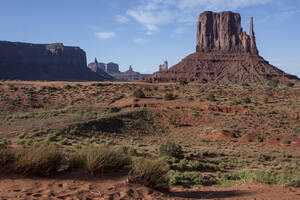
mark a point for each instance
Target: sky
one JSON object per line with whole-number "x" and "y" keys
{"x": 144, "y": 33}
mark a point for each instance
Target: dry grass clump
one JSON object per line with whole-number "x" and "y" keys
{"x": 100, "y": 158}
{"x": 44, "y": 160}
{"x": 151, "y": 173}
{"x": 171, "y": 149}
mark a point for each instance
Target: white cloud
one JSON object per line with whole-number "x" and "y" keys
{"x": 105, "y": 35}
{"x": 152, "y": 14}
{"x": 139, "y": 40}
{"x": 121, "y": 19}
{"x": 179, "y": 30}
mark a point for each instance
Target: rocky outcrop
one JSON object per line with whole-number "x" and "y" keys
{"x": 222, "y": 32}
{"x": 129, "y": 75}
{"x": 108, "y": 68}
{"x": 112, "y": 70}
{"x": 101, "y": 69}
{"x": 52, "y": 62}
{"x": 224, "y": 54}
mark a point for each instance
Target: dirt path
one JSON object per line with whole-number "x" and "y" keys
{"x": 79, "y": 186}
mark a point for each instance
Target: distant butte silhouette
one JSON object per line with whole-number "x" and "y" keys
{"x": 224, "y": 54}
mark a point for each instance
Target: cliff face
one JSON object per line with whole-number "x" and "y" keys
{"x": 222, "y": 32}
{"x": 112, "y": 70}
{"x": 224, "y": 54}
{"x": 54, "y": 62}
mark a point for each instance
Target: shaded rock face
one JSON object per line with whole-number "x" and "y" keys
{"x": 224, "y": 54}
{"x": 101, "y": 69}
{"x": 130, "y": 75}
{"x": 53, "y": 62}
{"x": 222, "y": 32}
{"x": 108, "y": 68}
{"x": 112, "y": 70}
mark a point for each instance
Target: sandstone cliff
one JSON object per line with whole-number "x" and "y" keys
{"x": 224, "y": 54}
{"x": 53, "y": 62}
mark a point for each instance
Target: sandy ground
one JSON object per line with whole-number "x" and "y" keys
{"x": 78, "y": 185}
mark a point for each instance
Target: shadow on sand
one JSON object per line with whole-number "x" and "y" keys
{"x": 207, "y": 194}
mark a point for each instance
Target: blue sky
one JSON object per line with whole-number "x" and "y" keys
{"x": 144, "y": 33}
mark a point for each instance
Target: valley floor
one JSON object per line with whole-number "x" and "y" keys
{"x": 238, "y": 141}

EXERCISE INSTRUCTIONS:
This exercise asks for the data above to be given again exactly, without pictures.

RESPONSE BOX:
mark a point for each instance
Target: sky
one JSON object per line with whole-number "x" and "y" keys
{"x": 144, "y": 33}
mark a point for each instance
Target: dry grass clump
one JSON object per line with whole-number "x" and "y" keys
{"x": 100, "y": 158}
{"x": 44, "y": 160}
{"x": 151, "y": 173}
{"x": 171, "y": 149}
mark a point for each instance
Target: white cloud
one JSON object per line with whole-number "x" and "y" keys
{"x": 105, "y": 35}
{"x": 152, "y": 14}
{"x": 139, "y": 40}
{"x": 121, "y": 19}
{"x": 179, "y": 30}
mark a point for each instance
Target: rocky outcrop
one JSON object per line with whole-number "x" and "y" keys
{"x": 222, "y": 32}
{"x": 129, "y": 75}
{"x": 108, "y": 68}
{"x": 112, "y": 70}
{"x": 101, "y": 69}
{"x": 52, "y": 62}
{"x": 224, "y": 54}
mark a point for each instance
Target: dirt path
one JSON object per line with whole-number "x" and "y" keys
{"x": 79, "y": 186}
mark a point for each instance
Target: distant butte silhouette
one JSON object per line with whole-number "x" and "y" keys
{"x": 224, "y": 54}
mark a point for each instance
Target: cliff face
one JSON object per line with whole-number "x" and "y" keys
{"x": 222, "y": 32}
{"x": 112, "y": 70}
{"x": 224, "y": 54}
{"x": 54, "y": 62}
mark a point for each instance
Target: shaded rock face
one JSON object per line with whole-number "x" and "y" keys
{"x": 224, "y": 54}
{"x": 101, "y": 69}
{"x": 130, "y": 75}
{"x": 53, "y": 62}
{"x": 222, "y": 32}
{"x": 108, "y": 68}
{"x": 112, "y": 70}
mark a point for each instance
Target: sandstone cliff
one JSON object per line with whole-number "x" and "y" keys
{"x": 224, "y": 54}
{"x": 53, "y": 62}
mark a point for each instance
Target: sandy ground
one JSON object per line with whole-number "x" and "y" keys
{"x": 78, "y": 185}
mark a point for each instance
Target: shadow on sand
one JSON object per line with whole-number "x" and "y" keys
{"x": 207, "y": 194}
mark a point for each instance
Target: blue sky
one JSON object per line with whole-number "x" and "y" keys
{"x": 144, "y": 33}
mark a point for each instance
Target: valley floor
one JSON object per line with whole-number "x" and "y" keys
{"x": 238, "y": 141}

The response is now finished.